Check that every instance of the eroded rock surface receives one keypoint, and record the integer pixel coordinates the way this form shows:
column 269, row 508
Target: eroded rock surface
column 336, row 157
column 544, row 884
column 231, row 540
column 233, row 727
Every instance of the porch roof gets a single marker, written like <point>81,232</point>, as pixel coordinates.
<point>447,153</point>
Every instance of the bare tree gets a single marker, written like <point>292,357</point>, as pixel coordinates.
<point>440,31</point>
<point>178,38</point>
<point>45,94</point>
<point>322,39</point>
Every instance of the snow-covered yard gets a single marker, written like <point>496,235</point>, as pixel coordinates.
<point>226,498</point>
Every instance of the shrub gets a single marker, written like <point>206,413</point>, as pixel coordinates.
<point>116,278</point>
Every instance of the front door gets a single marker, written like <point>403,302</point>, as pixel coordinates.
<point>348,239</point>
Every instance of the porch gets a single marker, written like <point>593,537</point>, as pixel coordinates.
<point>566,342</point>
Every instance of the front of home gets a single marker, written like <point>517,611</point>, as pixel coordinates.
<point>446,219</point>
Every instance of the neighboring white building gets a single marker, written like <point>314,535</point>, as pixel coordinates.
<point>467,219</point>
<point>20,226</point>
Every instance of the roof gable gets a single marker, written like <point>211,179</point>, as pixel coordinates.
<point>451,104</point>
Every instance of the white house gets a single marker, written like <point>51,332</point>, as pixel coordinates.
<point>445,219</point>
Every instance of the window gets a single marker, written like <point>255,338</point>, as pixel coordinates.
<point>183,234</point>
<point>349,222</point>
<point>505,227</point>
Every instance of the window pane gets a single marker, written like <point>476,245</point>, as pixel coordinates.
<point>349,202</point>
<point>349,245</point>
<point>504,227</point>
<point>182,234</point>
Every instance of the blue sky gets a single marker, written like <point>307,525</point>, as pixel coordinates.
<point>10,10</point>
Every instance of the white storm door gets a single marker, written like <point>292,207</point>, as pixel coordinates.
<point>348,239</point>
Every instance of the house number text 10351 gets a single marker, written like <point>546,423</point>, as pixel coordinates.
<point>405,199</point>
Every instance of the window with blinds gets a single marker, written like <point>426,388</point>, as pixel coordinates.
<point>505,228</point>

▸ OBJECTIVE: Please rescale everything from the line containing "Every instance of the bare" down to the end of the listing, both ends included. Repeat every line, requests too, with each point coordinate in the answers multiplied by 1.95 and rounded to the nearest whole number (halves round up), and leave the numbers in the requests and their format samples unchanged.

▸ RESULT FOR THIS TASK:
Every instance of the bare tree gets a single marker, written like <point>292,357</point>, as pixel coordinates.
<point>858,60</point>
<point>347,74</point>
<point>88,183</point>
<point>628,76</point>
Every instance of the snow-covered yard gets a single marker, written like <point>496,235</point>, as pixel coordinates.
<point>441,971</point>
Every instance of the shrub gets a single marker, written like <point>206,413</point>, as pixel coordinates.
<point>226,542</point>
Every instance of the front door gets a single marker, written like <point>403,302</point>, as pixel coordinates.
<point>679,466</point>
Every instance of the porch gets a single marker, written like <point>593,537</point>, as pixel coordinates.
<point>1104,667</point>
Every instance of the front of home gets a single marker, written like <point>517,611</point>, as pixel coordinates.
<point>870,427</point>
Every instance of the neighboring white building gets a single marker, written like <point>314,535</point>, as pixel coordinates.
<point>911,427</point>
<point>39,441</point>
Every instance of the roof gable gets a single marker, written like <point>211,179</point>, as pixel coordinates.
<point>879,203</point>
Every instance of the white house gets a single marker, written like <point>51,332</point>, as pixel coordinates.
<point>868,427</point>
Every instance of the window gets a single marker, written like <point>255,338</point>, as pixel coordinates.
<point>357,456</point>
<point>681,433</point>
<point>985,443</point>
Every instance of the window pane gets a single marker, written like <point>476,245</point>, as pixel coordinates.
<point>681,394</point>
<point>681,478</point>
<point>983,443</point>
<point>355,456</point>
Every instance of the blue sky gets a single marker, written like <point>307,525</point>, as pixel coordinates.
<point>20,20</point>
Every instance of the white storm door gets a single marker, written like <point>292,207</point>, as pixel coordinates.
<point>679,466</point>
Every instance of the house number text 10351 gets a single marker, written like <point>546,423</point>, as pixel coordinates.
<point>790,388</point>
Every instance of the window with blinds gets a single marker, written like <point>426,388</point>, as pixel coordinates.
<point>985,445</point>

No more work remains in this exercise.